For the entries that follow, give the number of lines holding the string "window" and nothing more.

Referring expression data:
[Start of Attachment]

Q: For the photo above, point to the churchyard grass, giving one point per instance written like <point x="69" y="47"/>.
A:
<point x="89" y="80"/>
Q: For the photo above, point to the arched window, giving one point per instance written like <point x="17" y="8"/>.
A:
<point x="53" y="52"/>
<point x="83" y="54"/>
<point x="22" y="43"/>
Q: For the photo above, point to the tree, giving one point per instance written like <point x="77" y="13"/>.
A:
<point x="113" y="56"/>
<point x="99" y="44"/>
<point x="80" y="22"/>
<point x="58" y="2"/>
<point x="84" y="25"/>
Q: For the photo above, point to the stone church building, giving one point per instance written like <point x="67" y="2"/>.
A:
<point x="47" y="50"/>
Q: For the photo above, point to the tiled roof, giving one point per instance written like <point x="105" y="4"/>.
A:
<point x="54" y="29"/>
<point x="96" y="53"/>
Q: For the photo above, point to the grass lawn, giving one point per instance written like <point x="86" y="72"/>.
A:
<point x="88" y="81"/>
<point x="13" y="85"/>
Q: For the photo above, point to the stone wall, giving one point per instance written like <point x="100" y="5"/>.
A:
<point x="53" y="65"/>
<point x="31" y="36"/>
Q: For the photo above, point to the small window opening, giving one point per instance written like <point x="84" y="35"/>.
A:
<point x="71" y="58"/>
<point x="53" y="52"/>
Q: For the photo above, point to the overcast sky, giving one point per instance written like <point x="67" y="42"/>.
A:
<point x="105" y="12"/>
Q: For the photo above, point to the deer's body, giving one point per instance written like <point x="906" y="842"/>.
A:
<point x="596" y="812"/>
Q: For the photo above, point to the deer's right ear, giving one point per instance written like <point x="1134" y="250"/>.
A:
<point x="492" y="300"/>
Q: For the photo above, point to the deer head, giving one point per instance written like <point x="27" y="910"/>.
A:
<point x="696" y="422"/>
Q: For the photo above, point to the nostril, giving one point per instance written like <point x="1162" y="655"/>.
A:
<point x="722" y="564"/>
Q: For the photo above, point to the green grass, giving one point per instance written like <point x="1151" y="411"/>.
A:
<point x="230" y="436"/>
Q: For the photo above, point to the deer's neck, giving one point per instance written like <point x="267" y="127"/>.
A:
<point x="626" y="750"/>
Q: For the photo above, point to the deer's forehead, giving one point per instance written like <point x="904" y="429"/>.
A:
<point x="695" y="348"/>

[End of Attachment]

▸ ANSWER FOR THE TASK: 2